Begin at the line of the data below that has "</instance>" and stop after the line that has "21L507 14L493 16L487". Rewrite only those lines, switching "rough mask" to "coarse mask" and leaving everything else unchanged.

::::

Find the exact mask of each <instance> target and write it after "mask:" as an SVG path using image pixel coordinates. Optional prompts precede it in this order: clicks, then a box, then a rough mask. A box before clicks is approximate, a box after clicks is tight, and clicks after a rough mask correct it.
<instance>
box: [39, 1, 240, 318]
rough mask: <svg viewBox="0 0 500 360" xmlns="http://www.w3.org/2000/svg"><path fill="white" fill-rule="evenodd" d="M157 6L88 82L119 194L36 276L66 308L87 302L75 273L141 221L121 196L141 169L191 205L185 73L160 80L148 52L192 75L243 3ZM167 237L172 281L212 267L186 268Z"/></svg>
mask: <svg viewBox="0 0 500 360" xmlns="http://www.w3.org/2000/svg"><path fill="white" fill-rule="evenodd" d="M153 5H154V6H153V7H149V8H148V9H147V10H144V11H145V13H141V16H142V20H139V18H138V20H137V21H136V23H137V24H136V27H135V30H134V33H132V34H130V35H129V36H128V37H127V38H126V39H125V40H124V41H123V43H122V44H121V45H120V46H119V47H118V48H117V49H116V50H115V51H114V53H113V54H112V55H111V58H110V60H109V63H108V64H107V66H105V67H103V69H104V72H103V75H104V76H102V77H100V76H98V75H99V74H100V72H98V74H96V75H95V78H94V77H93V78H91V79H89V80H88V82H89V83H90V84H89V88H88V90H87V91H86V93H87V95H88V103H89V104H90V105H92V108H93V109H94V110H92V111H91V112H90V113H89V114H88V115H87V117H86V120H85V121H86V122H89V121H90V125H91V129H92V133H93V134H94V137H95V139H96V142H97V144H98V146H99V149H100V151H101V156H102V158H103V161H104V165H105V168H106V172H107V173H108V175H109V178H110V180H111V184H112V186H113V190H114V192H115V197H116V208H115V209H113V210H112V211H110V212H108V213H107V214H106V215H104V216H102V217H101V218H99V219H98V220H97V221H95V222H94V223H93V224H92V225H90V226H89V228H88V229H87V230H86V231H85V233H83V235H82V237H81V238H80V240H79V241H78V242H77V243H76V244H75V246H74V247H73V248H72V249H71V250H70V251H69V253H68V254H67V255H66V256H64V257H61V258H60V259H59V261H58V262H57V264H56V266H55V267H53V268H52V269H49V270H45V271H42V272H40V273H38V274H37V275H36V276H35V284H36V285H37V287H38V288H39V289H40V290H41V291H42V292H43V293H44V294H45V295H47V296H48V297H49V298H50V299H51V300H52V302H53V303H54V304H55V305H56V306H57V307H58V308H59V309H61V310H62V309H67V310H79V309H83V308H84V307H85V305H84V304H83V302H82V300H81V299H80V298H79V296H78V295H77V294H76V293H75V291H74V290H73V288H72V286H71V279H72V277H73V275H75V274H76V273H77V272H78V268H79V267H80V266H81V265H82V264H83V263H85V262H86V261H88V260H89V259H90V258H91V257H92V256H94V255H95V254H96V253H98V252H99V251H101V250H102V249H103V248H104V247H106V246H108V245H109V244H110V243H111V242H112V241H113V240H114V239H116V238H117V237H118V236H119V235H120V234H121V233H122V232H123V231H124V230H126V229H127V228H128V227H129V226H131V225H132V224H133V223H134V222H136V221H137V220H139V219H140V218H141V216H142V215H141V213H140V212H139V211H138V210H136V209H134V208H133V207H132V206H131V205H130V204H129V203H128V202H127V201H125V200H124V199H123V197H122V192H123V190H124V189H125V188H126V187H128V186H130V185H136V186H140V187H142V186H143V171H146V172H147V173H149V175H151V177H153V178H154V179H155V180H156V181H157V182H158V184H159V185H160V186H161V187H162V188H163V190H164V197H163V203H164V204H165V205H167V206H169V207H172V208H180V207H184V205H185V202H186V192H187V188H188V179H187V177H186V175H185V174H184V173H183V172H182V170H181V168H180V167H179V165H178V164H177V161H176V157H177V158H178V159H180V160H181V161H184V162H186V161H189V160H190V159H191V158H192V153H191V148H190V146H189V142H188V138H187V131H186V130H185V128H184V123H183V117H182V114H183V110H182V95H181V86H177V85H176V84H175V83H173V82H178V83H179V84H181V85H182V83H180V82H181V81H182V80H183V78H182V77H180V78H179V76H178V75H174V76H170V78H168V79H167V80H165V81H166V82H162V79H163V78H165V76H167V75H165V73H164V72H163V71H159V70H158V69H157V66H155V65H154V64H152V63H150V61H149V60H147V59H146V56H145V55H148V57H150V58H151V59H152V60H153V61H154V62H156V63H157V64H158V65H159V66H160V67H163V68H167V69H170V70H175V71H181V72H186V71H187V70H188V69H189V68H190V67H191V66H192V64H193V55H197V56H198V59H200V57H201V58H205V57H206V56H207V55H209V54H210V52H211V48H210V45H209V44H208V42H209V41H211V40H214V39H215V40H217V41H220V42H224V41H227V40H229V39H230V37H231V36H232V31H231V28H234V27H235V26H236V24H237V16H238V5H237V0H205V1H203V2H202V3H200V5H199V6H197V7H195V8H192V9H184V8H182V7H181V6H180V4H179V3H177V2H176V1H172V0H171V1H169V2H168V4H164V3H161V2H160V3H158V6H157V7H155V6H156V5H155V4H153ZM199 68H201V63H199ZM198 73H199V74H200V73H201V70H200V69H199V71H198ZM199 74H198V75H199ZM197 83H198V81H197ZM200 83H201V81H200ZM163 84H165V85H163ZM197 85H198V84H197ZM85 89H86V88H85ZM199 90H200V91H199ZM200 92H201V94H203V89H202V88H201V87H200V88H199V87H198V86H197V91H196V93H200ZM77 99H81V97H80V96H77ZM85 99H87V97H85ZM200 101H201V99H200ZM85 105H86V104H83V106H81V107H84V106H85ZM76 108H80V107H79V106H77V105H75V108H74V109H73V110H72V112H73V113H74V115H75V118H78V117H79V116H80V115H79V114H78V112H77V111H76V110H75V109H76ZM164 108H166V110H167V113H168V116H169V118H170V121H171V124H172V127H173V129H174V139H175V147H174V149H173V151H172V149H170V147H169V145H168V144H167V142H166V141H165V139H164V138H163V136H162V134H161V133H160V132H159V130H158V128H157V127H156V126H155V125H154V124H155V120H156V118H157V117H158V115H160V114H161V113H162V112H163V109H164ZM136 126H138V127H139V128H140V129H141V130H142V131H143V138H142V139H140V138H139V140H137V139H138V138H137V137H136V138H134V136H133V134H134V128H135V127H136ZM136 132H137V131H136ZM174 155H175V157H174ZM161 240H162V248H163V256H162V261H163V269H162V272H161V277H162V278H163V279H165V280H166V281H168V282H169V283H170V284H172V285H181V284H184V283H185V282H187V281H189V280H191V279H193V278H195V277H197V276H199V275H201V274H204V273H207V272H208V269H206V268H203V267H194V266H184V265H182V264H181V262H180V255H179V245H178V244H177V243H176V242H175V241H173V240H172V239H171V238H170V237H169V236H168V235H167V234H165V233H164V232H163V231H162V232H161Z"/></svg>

::::

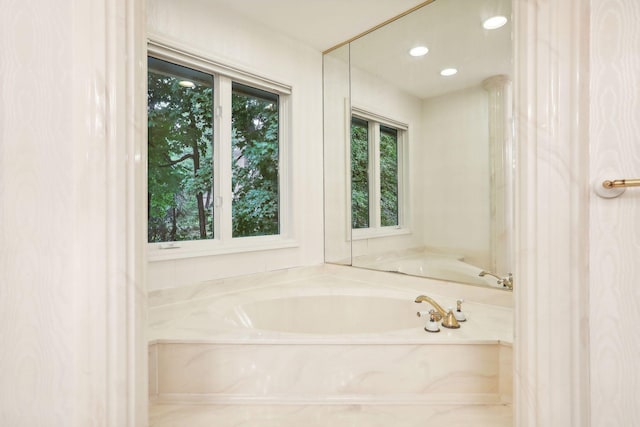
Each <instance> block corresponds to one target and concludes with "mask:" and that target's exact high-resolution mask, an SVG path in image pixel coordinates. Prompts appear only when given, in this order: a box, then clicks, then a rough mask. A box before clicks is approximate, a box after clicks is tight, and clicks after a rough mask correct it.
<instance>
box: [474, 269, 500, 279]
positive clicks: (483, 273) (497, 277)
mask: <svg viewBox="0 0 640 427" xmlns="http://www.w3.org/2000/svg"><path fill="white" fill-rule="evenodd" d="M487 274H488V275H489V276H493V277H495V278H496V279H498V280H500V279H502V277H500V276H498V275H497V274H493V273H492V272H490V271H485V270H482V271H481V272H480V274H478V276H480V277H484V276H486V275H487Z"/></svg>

::::

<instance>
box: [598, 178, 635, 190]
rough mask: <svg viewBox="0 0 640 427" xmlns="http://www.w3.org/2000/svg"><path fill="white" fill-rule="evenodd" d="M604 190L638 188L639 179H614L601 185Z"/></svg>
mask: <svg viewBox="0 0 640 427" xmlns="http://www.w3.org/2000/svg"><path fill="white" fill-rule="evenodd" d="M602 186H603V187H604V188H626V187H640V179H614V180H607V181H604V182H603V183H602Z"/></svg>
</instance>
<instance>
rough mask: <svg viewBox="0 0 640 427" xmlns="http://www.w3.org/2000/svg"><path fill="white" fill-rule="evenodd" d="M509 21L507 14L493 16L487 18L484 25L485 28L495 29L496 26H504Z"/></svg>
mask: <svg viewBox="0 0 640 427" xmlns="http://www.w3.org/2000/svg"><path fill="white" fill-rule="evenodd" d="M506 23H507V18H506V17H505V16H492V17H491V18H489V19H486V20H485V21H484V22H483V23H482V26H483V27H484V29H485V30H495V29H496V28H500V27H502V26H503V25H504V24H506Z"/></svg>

::::

* [Task answer]:
</instance>
<instance>
coarse mask: <svg viewBox="0 0 640 427" xmlns="http://www.w3.org/2000/svg"><path fill="white" fill-rule="evenodd" d="M509 21L507 14L493 16L487 18L484 25L485 28L495 29L496 26H504Z"/></svg>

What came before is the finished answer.